### REQUIREMENT
Gather every line of the records below that contains the string "blurred". Case counts.

begin DATA EXCERPTS

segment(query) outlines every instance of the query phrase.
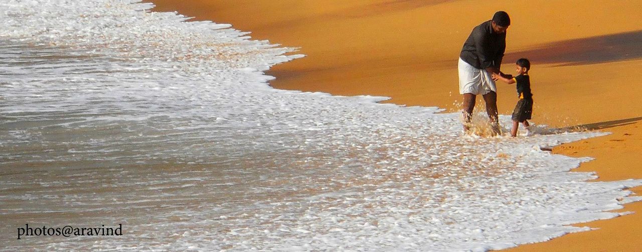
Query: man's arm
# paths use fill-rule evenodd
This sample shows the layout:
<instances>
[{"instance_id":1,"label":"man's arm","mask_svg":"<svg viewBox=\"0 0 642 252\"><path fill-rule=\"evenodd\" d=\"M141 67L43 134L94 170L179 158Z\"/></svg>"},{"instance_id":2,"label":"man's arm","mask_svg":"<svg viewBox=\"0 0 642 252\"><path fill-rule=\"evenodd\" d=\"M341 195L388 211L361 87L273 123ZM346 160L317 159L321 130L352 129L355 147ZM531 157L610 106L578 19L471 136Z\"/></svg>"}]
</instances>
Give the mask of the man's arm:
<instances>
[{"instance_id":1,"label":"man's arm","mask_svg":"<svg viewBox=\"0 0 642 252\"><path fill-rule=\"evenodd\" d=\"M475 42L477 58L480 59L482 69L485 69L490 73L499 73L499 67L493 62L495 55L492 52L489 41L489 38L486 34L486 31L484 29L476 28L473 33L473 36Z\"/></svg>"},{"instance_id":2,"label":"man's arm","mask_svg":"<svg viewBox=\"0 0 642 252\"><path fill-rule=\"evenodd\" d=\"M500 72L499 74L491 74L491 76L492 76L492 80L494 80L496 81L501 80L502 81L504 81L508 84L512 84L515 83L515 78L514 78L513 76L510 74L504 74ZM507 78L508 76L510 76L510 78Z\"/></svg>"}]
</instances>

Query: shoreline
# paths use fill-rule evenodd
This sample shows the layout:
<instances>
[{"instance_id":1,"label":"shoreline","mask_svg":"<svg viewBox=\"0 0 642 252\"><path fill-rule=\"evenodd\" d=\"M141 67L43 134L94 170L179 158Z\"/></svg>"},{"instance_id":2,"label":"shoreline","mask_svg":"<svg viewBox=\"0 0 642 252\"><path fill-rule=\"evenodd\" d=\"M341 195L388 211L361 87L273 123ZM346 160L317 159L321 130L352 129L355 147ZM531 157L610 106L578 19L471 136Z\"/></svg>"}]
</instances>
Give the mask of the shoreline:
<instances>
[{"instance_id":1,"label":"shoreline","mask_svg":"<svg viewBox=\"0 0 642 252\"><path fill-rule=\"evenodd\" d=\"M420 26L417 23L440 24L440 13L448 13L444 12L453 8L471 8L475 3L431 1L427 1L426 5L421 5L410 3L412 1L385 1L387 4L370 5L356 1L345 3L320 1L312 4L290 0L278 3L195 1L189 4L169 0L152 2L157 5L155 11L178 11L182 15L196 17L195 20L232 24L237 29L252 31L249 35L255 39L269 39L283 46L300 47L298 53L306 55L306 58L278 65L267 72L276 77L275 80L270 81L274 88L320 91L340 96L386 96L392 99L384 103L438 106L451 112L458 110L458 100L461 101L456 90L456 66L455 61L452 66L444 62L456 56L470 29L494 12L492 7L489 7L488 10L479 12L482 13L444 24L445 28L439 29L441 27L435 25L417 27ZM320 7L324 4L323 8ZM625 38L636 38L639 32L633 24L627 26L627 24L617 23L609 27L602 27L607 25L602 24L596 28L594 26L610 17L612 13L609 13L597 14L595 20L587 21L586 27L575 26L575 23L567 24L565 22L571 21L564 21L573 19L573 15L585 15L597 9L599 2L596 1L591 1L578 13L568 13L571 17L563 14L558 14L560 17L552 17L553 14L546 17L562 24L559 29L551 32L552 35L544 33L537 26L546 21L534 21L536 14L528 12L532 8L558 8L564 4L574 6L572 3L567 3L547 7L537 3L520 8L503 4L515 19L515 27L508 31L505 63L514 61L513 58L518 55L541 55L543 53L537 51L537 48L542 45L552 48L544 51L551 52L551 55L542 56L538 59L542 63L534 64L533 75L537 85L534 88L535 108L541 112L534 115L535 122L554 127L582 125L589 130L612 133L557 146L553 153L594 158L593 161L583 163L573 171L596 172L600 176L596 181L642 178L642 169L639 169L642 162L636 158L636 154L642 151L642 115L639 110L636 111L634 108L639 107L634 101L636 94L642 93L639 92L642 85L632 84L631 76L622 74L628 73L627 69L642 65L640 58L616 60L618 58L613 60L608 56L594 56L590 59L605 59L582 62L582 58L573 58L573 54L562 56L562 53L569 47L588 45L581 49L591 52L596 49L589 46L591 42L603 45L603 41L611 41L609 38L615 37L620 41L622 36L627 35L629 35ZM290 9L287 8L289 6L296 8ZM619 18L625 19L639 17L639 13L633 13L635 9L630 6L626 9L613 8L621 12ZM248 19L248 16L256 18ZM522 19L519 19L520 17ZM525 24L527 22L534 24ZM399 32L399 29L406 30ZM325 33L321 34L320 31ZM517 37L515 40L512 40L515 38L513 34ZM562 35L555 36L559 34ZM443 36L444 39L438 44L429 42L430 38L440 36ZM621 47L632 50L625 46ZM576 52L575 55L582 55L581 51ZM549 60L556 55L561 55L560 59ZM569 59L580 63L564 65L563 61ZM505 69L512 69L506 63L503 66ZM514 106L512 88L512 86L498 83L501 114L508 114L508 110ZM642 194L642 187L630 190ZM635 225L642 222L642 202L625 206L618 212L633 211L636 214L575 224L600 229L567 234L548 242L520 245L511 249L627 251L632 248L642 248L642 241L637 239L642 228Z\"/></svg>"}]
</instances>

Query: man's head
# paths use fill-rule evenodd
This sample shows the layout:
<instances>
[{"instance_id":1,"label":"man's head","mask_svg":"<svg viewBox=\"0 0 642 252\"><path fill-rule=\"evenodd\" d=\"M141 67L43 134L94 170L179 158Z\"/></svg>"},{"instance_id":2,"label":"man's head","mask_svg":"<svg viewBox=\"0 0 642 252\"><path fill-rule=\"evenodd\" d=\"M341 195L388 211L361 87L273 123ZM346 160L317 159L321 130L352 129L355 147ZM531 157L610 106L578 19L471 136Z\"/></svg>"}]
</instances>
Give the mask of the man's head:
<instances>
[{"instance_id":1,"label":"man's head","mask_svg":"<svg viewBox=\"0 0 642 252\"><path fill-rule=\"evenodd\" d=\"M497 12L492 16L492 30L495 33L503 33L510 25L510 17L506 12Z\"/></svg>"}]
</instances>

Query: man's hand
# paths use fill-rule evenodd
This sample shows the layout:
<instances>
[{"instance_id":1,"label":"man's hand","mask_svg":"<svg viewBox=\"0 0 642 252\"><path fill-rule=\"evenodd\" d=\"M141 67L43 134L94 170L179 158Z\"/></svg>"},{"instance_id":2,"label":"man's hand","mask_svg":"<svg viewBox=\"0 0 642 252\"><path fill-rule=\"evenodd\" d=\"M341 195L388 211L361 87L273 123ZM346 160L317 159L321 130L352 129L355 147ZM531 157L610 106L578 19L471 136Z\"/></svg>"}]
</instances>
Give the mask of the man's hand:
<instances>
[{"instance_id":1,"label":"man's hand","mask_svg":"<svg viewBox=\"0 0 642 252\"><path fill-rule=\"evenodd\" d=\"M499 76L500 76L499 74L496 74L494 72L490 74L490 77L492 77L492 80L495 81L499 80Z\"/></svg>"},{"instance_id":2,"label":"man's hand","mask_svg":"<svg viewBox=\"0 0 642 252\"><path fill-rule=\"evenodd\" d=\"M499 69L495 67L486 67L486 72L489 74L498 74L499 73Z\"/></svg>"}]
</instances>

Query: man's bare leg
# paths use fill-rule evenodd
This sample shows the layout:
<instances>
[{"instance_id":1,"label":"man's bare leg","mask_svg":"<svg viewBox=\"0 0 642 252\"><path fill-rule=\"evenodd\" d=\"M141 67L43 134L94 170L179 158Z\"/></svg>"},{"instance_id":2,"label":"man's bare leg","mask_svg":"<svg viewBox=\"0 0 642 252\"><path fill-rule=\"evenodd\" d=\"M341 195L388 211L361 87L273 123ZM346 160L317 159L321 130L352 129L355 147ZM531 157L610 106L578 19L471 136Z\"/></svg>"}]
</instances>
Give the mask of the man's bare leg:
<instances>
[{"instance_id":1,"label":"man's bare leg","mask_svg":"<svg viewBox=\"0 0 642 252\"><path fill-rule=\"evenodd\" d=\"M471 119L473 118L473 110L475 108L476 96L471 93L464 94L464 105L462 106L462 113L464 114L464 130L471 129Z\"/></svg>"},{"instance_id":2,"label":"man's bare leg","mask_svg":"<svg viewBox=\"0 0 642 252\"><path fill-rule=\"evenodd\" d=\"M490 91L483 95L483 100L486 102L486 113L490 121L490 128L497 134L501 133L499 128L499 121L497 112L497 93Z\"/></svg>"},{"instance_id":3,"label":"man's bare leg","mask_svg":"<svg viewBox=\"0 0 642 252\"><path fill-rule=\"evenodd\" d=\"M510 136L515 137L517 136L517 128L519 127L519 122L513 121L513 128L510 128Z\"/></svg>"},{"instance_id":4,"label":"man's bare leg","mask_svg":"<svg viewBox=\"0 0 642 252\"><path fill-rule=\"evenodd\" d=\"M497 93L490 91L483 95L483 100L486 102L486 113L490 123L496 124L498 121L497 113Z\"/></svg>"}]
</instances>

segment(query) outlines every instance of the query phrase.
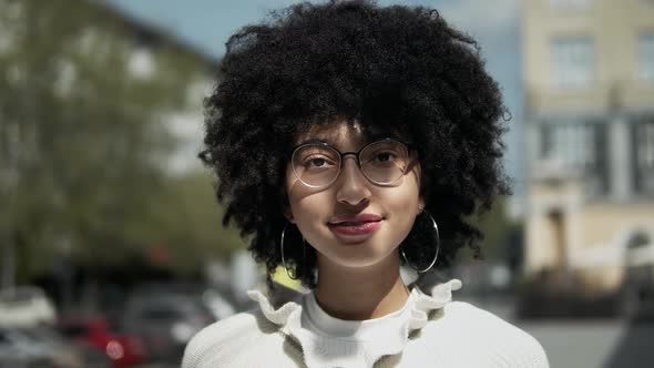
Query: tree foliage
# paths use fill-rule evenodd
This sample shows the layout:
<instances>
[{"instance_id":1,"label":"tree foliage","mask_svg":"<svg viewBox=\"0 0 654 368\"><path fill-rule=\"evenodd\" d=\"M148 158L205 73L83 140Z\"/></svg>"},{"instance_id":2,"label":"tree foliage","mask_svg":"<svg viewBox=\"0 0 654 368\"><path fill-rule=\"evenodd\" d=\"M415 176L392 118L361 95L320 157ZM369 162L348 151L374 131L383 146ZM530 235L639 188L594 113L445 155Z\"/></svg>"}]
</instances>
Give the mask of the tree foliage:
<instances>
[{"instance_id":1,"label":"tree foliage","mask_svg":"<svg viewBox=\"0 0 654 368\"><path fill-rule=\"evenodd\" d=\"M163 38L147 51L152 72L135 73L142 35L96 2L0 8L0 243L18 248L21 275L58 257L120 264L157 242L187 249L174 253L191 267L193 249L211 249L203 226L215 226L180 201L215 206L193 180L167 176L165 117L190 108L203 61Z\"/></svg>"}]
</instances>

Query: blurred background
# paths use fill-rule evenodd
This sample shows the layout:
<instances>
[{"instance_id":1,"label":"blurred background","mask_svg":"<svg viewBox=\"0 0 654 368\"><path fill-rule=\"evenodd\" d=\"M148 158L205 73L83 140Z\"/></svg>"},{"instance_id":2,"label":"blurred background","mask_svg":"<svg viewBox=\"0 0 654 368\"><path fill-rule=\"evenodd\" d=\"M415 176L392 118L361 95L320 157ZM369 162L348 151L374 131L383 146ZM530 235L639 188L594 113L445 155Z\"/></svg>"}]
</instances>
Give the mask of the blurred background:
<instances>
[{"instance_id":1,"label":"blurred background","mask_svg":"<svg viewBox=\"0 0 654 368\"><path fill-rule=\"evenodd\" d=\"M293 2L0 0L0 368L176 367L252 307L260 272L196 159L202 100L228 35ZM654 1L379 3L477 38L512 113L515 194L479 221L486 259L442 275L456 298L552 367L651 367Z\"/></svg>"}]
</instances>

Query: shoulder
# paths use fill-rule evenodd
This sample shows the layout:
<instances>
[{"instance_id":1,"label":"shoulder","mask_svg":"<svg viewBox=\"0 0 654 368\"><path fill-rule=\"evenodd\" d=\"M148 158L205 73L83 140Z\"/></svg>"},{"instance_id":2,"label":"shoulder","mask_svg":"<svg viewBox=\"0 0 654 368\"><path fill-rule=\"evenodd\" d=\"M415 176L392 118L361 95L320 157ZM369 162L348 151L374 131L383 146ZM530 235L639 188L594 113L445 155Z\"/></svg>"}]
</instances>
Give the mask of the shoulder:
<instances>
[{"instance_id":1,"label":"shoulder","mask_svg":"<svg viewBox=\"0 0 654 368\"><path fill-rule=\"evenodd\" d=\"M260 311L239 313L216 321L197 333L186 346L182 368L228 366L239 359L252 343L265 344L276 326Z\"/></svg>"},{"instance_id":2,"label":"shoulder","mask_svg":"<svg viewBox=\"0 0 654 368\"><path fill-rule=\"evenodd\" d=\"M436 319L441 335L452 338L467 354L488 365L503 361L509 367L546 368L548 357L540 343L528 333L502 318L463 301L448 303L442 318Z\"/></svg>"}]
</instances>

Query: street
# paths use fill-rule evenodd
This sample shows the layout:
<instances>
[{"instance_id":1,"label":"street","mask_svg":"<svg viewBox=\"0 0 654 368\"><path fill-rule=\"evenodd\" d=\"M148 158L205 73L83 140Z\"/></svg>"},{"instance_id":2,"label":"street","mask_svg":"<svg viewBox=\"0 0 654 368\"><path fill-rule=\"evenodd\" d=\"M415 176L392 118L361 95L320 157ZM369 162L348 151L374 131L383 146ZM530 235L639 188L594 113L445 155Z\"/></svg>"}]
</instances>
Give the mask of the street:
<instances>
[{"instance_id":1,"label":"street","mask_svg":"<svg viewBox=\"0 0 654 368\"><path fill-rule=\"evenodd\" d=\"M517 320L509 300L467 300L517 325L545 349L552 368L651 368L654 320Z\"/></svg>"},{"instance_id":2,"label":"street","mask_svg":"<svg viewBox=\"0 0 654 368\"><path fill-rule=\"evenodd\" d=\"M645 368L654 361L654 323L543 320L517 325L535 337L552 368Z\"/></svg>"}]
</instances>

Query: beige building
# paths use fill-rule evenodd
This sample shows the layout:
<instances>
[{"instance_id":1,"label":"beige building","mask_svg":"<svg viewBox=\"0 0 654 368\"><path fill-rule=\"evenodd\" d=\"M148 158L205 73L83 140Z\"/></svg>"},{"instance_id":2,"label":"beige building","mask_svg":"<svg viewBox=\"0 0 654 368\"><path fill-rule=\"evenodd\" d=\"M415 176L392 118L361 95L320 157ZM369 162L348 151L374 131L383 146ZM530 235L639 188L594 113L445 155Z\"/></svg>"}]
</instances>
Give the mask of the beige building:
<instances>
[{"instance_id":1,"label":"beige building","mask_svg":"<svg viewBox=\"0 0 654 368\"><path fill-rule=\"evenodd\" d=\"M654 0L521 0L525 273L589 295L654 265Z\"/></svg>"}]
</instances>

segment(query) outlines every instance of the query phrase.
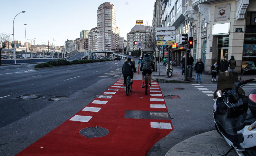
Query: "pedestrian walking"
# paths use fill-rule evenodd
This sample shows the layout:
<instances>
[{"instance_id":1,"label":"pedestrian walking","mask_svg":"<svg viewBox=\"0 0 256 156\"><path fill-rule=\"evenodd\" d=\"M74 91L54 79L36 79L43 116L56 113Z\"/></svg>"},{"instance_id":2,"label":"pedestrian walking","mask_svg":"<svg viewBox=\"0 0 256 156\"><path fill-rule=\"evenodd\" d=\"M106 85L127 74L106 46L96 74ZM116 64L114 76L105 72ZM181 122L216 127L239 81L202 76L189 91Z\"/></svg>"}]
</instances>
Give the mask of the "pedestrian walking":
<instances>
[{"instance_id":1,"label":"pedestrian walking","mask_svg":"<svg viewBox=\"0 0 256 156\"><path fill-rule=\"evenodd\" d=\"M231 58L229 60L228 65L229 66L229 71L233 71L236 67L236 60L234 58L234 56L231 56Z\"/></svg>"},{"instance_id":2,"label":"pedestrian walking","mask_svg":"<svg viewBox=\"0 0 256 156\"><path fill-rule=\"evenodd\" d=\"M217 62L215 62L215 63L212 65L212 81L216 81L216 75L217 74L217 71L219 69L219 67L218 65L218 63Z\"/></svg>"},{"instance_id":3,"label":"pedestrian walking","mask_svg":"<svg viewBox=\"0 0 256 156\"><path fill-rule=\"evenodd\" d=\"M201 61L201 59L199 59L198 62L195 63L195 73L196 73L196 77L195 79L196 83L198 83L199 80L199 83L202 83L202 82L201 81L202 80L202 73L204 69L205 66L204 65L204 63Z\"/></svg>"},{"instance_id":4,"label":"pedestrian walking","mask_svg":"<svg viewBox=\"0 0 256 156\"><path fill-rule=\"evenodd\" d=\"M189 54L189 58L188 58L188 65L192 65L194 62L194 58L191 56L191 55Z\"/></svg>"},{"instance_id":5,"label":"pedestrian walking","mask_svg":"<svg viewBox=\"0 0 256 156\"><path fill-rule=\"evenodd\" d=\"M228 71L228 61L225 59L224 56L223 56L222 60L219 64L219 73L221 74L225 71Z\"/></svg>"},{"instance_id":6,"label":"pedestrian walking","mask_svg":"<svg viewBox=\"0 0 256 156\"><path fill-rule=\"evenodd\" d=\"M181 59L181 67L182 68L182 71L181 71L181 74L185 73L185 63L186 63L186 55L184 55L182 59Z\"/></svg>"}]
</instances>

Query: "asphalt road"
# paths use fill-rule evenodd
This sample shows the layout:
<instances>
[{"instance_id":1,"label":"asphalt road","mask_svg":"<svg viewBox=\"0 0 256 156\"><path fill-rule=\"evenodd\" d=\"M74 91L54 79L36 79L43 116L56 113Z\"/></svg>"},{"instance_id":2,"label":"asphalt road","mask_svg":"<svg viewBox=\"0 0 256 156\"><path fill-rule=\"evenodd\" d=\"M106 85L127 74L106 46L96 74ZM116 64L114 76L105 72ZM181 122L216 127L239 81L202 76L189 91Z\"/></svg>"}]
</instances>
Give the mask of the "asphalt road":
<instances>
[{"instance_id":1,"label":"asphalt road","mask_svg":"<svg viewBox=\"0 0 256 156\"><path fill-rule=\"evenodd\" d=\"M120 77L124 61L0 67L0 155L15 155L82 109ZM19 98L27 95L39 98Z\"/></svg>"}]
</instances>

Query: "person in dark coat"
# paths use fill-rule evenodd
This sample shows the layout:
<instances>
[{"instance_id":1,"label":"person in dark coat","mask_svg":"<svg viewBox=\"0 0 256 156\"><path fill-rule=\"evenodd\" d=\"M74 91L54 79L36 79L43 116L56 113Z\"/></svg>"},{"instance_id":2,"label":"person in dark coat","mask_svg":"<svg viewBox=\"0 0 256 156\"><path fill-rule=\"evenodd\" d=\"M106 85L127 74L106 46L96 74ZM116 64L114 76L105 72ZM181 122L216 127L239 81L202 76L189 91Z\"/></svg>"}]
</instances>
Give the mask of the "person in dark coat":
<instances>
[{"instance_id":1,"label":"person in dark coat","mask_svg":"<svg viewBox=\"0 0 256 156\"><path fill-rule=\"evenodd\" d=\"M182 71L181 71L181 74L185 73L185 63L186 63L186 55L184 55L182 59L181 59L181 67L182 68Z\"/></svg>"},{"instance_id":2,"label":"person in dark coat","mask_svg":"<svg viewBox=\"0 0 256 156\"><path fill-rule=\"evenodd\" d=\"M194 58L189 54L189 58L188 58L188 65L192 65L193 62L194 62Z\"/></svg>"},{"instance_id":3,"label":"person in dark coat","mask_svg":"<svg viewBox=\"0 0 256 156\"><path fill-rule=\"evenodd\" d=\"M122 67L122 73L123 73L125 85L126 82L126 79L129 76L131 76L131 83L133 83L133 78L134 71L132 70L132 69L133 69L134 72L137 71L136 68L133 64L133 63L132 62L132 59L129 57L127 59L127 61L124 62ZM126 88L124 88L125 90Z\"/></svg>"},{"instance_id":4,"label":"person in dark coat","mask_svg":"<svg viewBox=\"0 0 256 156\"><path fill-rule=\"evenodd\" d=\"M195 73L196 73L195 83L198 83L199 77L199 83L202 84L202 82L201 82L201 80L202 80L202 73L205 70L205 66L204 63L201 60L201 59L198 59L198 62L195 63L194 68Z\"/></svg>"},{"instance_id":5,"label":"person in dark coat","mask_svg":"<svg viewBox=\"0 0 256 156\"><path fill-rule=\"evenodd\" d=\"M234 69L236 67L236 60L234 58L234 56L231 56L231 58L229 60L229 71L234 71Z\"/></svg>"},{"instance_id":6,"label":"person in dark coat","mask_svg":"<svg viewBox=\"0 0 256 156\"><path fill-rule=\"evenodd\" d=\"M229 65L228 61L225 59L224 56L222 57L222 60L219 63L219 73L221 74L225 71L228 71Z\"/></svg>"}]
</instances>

end DATA EXCERPTS

### RESULT FOR THIS TASK
Query: blurred background
[{"instance_id":1,"label":"blurred background","mask_svg":"<svg viewBox=\"0 0 654 368\"><path fill-rule=\"evenodd\" d=\"M148 158L205 73L83 140Z\"/></svg>"},{"instance_id":2,"label":"blurred background","mask_svg":"<svg viewBox=\"0 0 654 368\"><path fill-rule=\"evenodd\" d=\"M415 176L392 118L361 95L320 157ZM369 162L348 151L374 131L383 146ZM530 235L639 188L594 113L445 155Z\"/></svg>"}]
Give the mask of the blurred background:
[{"instance_id":1,"label":"blurred background","mask_svg":"<svg viewBox=\"0 0 654 368\"><path fill-rule=\"evenodd\" d=\"M293 2L0 0L0 368L176 367L252 307L260 272L196 159L202 100L228 35ZM654 1L379 3L477 38L512 113L515 194L479 221L486 259L442 275L456 298L552 367L651 367Z\"/></svg>"}]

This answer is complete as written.